• Esercizio 1: Individua e trascrivi tutte le righe che contengono la stringa "clicks", distinguendo tra maiuscole e minuscole.

********

Immoderatamente assenti

di Gianluca Ranzi

 

Nelle fotografie della Mattanza scattate da Monzino a Favignana nel 1995 sono molte le cose che mancano. Manca l’ipocrisia e la faciloneria di un estraneo che pensa di arrivare sul posto, scattare delle foto e ripartire col primo traghetto del giorno dopo; manca l’arroganza del reportage di costume che si sofferma sul sangue e sui muscoli per fare più audience; manca la completezza documentaria con la preparazione delle reti e delle barche, la partenza dal porto e l’arrivo alla “camera della morte” dove sono confluiti i tonni; mancano le scene cruente, i colpi sferrati con l’arpione, il mare che si tinge di rosso, i tonni issati a bordo e il rientro in porto; manca in definitiva la convenienza a sfruttare un tema del genere.

Oltre al suo sfruttamento Monzino si lascia alle spalle anche la sua ovvietà rappresentativa e la sua tanto decantata straordinarietà di costume, tanto che da un certo punto di vista si potrebbe argomentare che in questa serie di fotografie manca proprio la Mattanza. Eppure nessun documento visivo riesce a portarsi più vicino allo spirito di quanto si verificava a Favignana da secoli fino all’ultima Mattanza avvenuta nel 2007. Oggi infatti la Mattanza rimane solo ricordo, racconto e cimeli per riempire le sale del bel Museo Florio di Favignana – ex stabilimento di inscatolamento del tonno -, residua illusoriamente sull’etichetta scaltra di qualche confezione di tonno venduta nei negozi per turisti delle Egadi e dà persino il nome a un improbabile “Aperitivo Mattanza” servito con ragionevole senso del business in un bar locale.

********

• Esercizio 2: Stabilisci se ciascuna affermazione concorda con il testo sulla Mattanza, rispondendo sì o no e citando alla lettera le parole decisive. (a) L'ultima Mattanza a Favignana è avvenuta nel 2007. (b) Monzino ha scattato le fotografie della Mattanza a Favignana nel 2005. (c) Il Museo Florio di Favignana era in passato uno stabilimento di inscatolamento del tonno.

• Le righe:
********

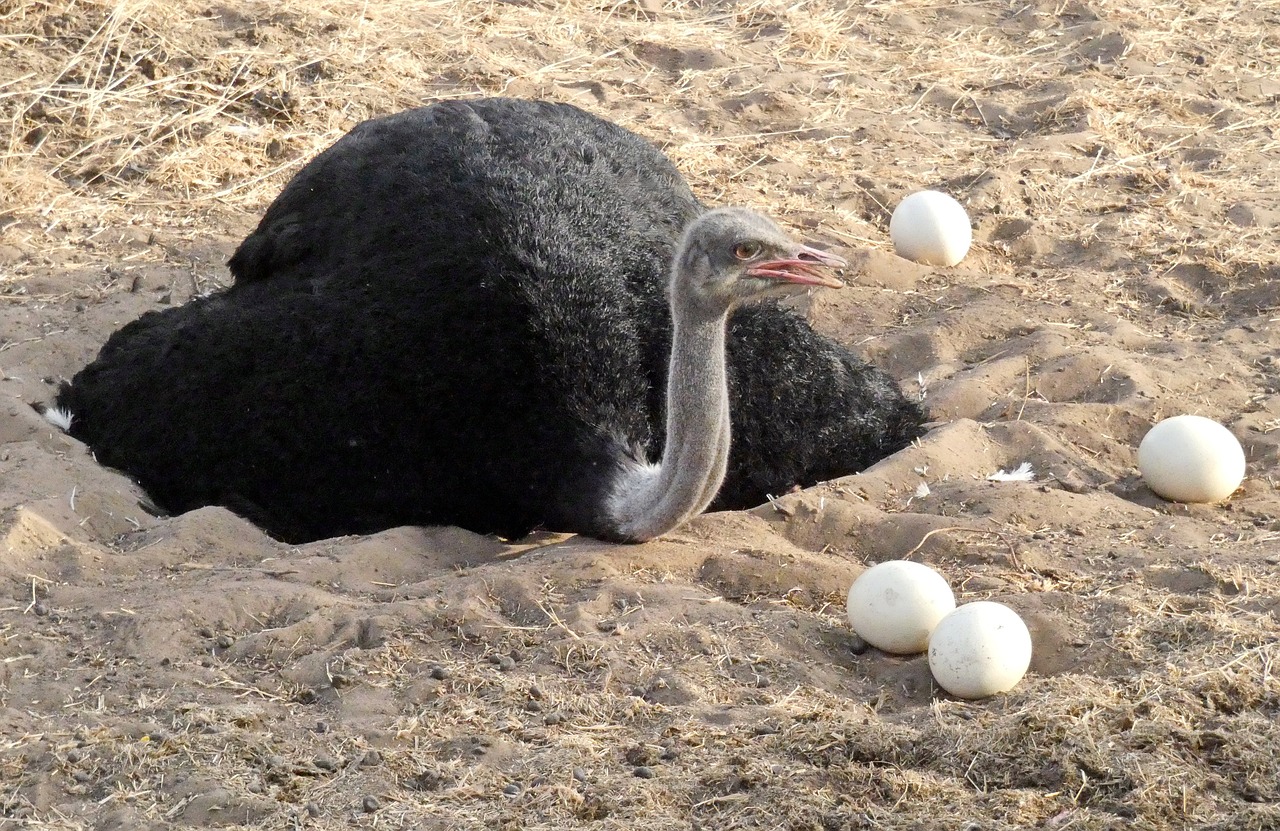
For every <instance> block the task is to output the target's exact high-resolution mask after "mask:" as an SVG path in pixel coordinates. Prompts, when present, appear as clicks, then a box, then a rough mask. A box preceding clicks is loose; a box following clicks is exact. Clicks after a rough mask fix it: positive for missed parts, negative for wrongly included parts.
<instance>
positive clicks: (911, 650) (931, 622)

********

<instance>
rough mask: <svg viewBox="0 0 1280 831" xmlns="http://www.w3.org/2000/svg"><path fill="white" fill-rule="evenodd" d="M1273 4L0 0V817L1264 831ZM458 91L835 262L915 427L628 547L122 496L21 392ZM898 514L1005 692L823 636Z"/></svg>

********

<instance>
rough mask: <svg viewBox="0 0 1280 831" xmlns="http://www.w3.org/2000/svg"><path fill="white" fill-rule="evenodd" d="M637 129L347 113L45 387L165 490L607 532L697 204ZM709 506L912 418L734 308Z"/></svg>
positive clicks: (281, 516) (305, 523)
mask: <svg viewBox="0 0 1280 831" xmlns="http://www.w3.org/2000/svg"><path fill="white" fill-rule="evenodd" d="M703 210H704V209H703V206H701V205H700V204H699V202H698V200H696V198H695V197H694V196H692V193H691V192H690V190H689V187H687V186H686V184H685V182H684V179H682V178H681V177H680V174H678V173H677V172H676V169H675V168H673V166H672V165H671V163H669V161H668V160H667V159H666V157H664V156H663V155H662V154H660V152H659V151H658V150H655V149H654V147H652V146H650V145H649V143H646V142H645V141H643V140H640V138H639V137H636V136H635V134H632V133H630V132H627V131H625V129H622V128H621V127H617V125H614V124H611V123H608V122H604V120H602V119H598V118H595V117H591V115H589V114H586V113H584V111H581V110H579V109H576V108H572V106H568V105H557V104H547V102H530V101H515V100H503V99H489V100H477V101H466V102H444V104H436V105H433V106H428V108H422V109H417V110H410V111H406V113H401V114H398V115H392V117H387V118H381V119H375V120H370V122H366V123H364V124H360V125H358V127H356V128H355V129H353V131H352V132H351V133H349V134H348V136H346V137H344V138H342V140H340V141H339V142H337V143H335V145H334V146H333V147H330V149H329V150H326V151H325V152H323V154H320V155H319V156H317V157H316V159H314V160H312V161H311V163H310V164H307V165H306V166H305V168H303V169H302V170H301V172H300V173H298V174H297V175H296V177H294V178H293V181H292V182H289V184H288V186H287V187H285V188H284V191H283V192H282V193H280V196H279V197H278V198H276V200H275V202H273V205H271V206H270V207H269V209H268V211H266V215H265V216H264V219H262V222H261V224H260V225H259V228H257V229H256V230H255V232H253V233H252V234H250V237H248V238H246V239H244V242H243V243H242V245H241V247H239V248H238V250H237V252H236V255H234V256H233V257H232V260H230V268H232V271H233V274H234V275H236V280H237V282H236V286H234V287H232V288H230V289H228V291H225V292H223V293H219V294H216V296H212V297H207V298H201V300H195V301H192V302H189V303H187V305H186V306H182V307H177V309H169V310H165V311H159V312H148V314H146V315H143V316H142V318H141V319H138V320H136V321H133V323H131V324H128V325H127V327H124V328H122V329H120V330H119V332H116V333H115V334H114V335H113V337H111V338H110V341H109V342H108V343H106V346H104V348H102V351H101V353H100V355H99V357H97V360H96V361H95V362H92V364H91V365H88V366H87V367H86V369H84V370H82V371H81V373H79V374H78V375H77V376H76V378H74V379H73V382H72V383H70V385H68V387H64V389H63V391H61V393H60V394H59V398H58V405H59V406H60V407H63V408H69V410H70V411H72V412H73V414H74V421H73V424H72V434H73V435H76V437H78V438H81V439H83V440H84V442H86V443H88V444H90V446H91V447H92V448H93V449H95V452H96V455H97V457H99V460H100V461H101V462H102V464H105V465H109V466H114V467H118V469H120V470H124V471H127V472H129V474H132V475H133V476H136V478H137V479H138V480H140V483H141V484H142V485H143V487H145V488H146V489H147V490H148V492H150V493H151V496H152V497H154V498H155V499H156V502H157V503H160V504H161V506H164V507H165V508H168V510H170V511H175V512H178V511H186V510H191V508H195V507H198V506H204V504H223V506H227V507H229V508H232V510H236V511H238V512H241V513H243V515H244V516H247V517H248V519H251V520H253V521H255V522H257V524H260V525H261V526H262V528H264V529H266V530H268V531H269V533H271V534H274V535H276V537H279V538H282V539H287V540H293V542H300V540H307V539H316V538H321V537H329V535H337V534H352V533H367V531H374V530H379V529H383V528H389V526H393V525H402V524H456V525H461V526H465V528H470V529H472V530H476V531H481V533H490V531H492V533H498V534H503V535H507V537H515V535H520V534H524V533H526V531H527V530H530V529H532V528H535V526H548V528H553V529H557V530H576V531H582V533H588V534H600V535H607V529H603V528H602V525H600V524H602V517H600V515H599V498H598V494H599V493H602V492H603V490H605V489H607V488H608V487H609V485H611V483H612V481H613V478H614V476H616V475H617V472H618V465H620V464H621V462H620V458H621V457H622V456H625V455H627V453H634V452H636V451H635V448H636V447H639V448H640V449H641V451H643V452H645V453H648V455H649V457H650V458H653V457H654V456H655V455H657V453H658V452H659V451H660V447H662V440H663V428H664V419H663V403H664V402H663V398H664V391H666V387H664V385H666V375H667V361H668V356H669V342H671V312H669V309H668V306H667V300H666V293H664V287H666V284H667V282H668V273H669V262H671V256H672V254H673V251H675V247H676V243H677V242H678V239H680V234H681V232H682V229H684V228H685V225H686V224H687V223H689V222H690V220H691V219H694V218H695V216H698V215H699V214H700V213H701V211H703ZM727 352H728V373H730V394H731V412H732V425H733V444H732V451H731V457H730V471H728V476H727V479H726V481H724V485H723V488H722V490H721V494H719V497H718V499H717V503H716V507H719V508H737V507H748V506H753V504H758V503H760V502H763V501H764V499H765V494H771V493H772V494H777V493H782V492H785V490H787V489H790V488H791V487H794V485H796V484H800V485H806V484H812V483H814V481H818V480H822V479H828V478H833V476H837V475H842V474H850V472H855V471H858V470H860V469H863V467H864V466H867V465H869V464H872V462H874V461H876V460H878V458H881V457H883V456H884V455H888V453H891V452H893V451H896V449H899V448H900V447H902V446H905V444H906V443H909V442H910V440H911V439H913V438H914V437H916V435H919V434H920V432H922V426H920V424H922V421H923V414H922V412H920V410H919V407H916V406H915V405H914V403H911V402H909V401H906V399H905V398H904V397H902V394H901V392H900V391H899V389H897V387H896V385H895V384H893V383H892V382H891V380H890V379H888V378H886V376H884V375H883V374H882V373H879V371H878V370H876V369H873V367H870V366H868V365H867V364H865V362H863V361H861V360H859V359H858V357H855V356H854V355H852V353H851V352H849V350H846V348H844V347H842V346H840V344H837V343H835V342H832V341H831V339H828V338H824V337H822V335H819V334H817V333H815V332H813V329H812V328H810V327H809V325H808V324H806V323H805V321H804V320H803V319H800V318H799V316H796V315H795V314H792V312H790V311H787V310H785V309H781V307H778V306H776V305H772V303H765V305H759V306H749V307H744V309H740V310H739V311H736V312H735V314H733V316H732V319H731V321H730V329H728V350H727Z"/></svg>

********

• La tua risposta 1:
For every <instance> block the task is to output the target's exact high-resolution mask after "mask:" as an SVG path in pixel coordinates. Prompts, when present, appear as clicks, then a box, then a rough mask. A box preceding clicks is loose; a box following clicks is exact. Clicks after a rough mask fix it: positive for missed parts, negative for wrongly included parts.
positive clicks: (911, 650) (931, 622)
positive clicks: (281, 516) (305, 523)

• La tua risposta 2:
(a) Sì: "fino all’ultima Mattanza avvenuta nel 2007".
(b) No: "scattate da Monzino a Favignana nel 1995".
(c) Sì: "ex stabilimento di inscatolamento del tonno".